# [Supplied records]
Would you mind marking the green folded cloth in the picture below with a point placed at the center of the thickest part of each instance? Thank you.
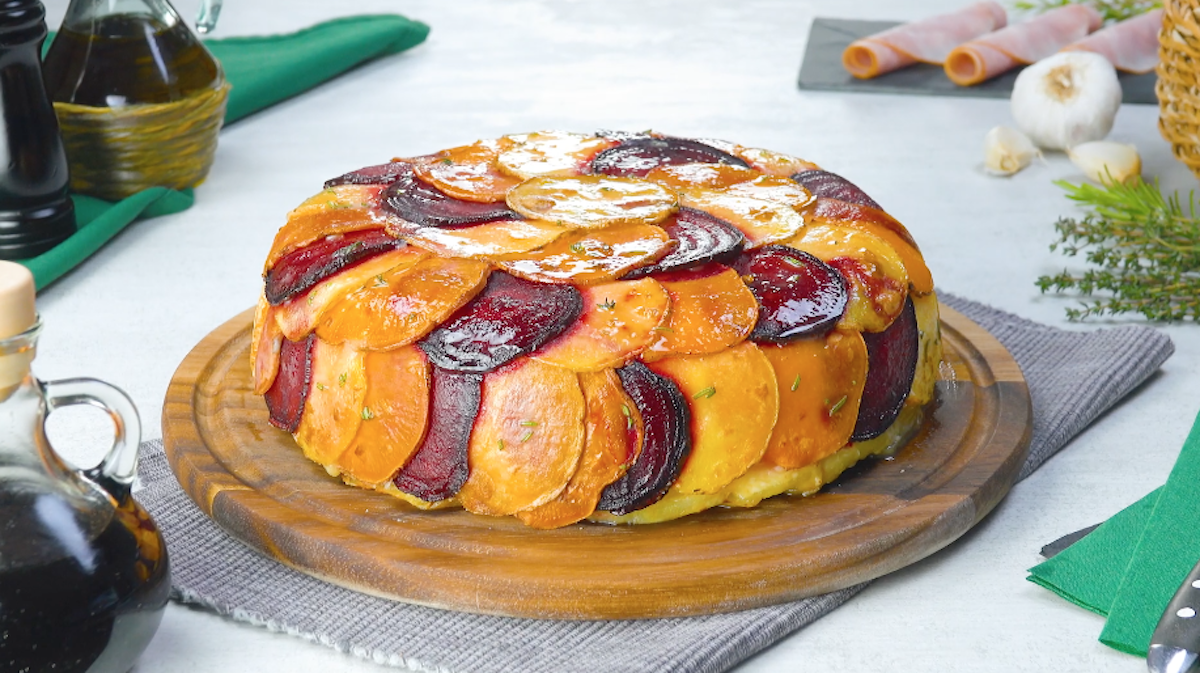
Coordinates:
(263, 71)
(1129, 568)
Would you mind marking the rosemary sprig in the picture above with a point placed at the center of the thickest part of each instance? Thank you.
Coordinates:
(1145, 248)
(1111, 10)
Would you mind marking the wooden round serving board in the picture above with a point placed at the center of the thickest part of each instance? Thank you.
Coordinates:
(881, 516)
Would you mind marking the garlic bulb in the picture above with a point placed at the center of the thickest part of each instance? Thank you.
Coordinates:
(1067, 98)
(1105, 161)
(1007, 150)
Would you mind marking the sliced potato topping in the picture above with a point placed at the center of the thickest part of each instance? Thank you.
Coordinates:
(556, 154)
(774, 163)
(527, 439)
(618, 322)
(711, 175)
(762, 221)
(735, 403)
(468, 173)
(487, 240)
(593, 202)
(589, 257)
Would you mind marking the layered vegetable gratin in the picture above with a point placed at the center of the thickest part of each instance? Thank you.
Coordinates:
(623, 328)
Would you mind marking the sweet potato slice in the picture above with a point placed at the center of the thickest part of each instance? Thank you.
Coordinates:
(527, 439)
(265, 342)
(618, 322)
(612, 433)
(468, 173)
(401, 307)
(820, 384)
(711, 310)
(592, 257)
(833, 211)
(735, 402)
(761, 220)
(334, 408)
(487, 240)
(875, 274)
(395, 414)
(299, 317)
(335, 210)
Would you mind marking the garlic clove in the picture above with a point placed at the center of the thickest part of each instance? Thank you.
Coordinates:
(1067, 98)
(1007, 150)
(1105, 161)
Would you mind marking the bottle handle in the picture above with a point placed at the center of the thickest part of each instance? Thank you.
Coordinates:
(207, 18)
(117, 472)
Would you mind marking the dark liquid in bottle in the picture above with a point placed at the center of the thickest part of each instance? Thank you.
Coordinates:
(127, 59)
(95, 610)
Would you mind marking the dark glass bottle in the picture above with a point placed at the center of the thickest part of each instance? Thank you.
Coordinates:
(36, 214)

# [Work order]
Leave the pictures out and return the rest of the listing exactly.

# [Problem solution]
Would you mind marking the green folded cloth in the picture below with a point placed at the center of the thickest part of each instance? Thank you.
Coordinates:
(263, 71)
(1129, 568)
Would you mind marking the rosemary sprig in the picture above with a point placed at the center of the thickest part of each instance? Thank you.
Coordinates:
(1145, 248)
(1111, 10)
Would you mind marking the wooden round serving board in the picture above with a point placed at the center of the thickest part of each instance? Thank you.
Coordinates:
(881, 516)
Would you mind marking the garlic bulb in the picture above with a point placed at the center of the thickest part of each instance? Thank you.
Coordinates:
(1067, 98)
(1105, 161)
(1007, 150)
Would you mind marking the sliced potato topping in the picture above with a point placed at the center of the thickest part of each instance? Thank you.
Coordinates:
(556, 154)
(774, 163)
(527, 439)
(618, 322)
(711, 175)
(762, 221)
(735, 403)
(468, 173)
(487, 240)
(593, 202)
(589, 257)
Would you mind marking the layered vegetable gratin in the picture above with a point placed at the center of the thickest part of each instance? Thank you.
Coordinates:
(623, 328)
Would you mind marking the sweet potato slice in the picture above with a point placed at the center of the thickest part of each instance? Thank you.
Coordinates:
(527, 439)
(265, 342)
(618, 322)
(612, 433)
(468, 173)
(401, 307)
(820, 384)
(711, 310)
(592, 257)
(833, 211)
(735, 402)
(761, 220)
(334, 408)
(487, 240)
(875, 274)
(395, 414)
(299, 317)
(335, 210)
Would you mind marking the garlic clove in the picture above with a point placed at the center of the thickest part of each instance? Thank you.
Coordinates:
(1067, 98)
(1007, 150)
(1105, 161)
Would you mind marking the bottle handle in the picture above with a point placed at the center of the thickest part of each instance? Thank you.
Coordinates:
(207, 18)
(117, 472)
Would you mind marking the dark liquid in bottle in the picture above with a point placed at the center of the thickest part of each instance? Thank you.
Coordinates:
(127, 59)
(95, 610)
Would you mind marking the dark glass bottle in the picture above with a point placed at the center of the thickest part of each instance? Thank you.
Coordinates:
(36, 214)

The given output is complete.